■ **TEXT**
Furthermore, the claimed subject matter may be implemented as a method, apparatus, or article of manufacture using standard programming and/or engineering techniques to produce software, firmware, hardware, or any combination thereof to control a computer to implement the disclosed subject matter. The term “article of manufacture” as used herein is intended to encompass a computer program accessible from any computer-readable device, carrier, or media. For example, computer readable media can include but are not limited to magnetic storage devices (e.g., hard disk, floppy disk, magnetic strips . . . ), optical disks (e.g., compact disk (CD), digital versatile disk (DVD) . . . ), smart cards, and flash memory devices (e.g., card, stick, key drive . . . ). Additionally it should be appreciated that a carrier wave can be employed to carry computer-readable electronic data such as those used in transmitting and receiving electronic mail or in accessing a network such as the Internet or a local area network (LAN). Of course, those skilled in the art will recognize many modifications may be made to this configuration without departing from the scope or spirit of the claimed subject matter. Moreover, the word “exemplary” is used herein to mean serving as an example, instance, or illustration. Any aspect or design described herein as “exemplary” is not necessarily to be construed as preferred or advantageous over other aspects or designs.

■ **WHAT TO DO**
a - According to the text on claimed subject matter, what does the word "exemplary" mean?
b - How would you render this sentence from the text on claimed subject matter in Spanish: "The term “article of manufacture” as used herein is intended to encompass a computer program accessible from any computer-readable device, carrier, or media."
c - Continue the text on claimed subject matter from its last sentence.

■ **GIVEN INFORMATION**
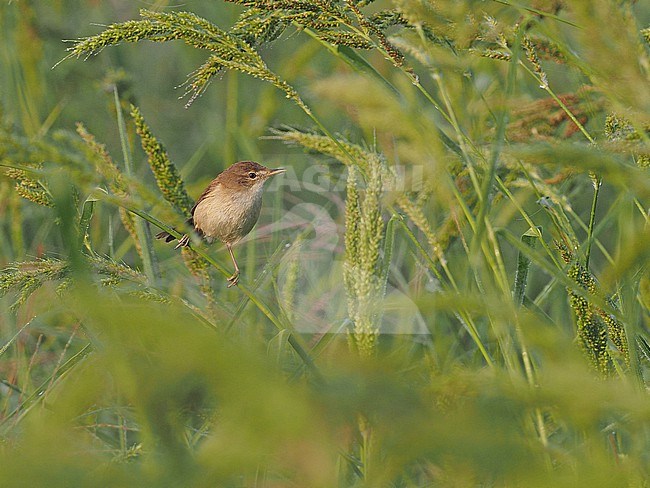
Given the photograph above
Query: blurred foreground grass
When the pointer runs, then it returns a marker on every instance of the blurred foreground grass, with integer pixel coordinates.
(449, 288)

■ **RESPONSES PER TASK**
a - Serving as an example, instance, or illustration.

b - El término «artículo de fabricación», tal como se usa en el presente documento, pretende abarcar un programa informático accesible desde cualquier dispositivo, portador o medio legible por computadora.

c -
Human vision is a result of an enormous number of connected neurons of the human brain and the behavior of a single neuron can be described by ordinary differential equations. So it is expected that the human visual system (HVS) can be modeled by a system of PDEs and does not rely on whether the HVS really obeys the PDEs we acquire. Rather, as long as the output of our PDEs approximates those of the HVS, we consider that the modeling is effective.

In accordance with aspects of the present invention, a general framework for learning PDEs to accomplish a specific vision task is disclosed. The vision task will be exemplified by a number of input-output image pairs, rather than relying on any form of human intuition. The learning algorithm is based on the theory of optimal control governed by PDEs. It is assumed that the system consists of two PDEs: One controls the evolution of the output. The other is for an indicator function that helps collect global information. The PDEs are shift and rotationally invariant, thus they must be functions of fundamental differential invariants. We assume that the PDEs are linear combinations of fundamental differential invariants up to second order. However, more complex forms of the PDEs are possible. The coupling coefficients are learned from real data via the optimal control technique.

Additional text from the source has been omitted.